→ **EXERCISE INSTRUCTIONS**: In the records below, find the lines that include the string "person" and report how many there are, nothing else.

→ **INFORMATION**:
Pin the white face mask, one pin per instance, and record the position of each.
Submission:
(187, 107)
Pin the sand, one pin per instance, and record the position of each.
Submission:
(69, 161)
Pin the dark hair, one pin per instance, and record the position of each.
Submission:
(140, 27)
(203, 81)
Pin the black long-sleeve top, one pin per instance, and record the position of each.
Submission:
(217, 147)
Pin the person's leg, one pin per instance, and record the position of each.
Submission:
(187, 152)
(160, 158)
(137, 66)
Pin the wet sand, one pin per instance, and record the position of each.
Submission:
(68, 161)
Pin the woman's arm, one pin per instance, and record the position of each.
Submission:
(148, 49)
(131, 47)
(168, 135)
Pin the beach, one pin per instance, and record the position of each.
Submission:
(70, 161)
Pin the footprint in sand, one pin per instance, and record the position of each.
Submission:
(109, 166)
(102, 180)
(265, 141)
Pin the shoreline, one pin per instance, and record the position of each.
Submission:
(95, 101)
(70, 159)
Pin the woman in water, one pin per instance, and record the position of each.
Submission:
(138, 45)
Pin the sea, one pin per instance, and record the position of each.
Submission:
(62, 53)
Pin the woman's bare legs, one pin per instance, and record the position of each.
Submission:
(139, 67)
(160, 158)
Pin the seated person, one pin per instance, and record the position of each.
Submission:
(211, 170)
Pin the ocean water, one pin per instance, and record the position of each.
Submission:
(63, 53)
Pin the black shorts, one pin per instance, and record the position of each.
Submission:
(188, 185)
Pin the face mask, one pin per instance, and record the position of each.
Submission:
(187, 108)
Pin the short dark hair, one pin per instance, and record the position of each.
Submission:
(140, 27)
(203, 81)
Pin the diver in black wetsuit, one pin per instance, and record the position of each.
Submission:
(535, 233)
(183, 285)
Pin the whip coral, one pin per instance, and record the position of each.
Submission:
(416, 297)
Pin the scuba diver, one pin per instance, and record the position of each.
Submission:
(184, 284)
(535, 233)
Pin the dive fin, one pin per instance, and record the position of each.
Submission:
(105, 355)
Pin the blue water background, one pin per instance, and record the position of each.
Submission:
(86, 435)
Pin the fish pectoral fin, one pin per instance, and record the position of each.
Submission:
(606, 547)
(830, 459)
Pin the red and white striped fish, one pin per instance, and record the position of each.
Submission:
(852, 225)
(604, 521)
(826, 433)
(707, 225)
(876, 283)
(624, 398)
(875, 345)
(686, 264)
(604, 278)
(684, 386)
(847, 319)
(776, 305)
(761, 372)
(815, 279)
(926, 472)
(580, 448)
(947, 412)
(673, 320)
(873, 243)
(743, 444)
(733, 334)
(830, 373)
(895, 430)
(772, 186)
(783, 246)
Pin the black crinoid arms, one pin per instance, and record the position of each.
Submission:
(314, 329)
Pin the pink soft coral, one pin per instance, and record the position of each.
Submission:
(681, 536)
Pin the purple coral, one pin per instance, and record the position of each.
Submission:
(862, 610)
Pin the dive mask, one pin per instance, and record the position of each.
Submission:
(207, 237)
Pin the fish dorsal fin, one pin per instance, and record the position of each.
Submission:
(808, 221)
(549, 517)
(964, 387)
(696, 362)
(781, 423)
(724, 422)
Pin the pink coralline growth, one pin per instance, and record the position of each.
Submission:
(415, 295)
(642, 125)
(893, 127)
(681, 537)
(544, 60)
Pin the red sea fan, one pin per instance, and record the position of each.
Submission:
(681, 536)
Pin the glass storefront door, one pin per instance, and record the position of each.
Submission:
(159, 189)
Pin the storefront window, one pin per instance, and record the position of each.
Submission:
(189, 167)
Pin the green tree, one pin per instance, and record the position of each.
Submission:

→ **THE ANSWER**: 2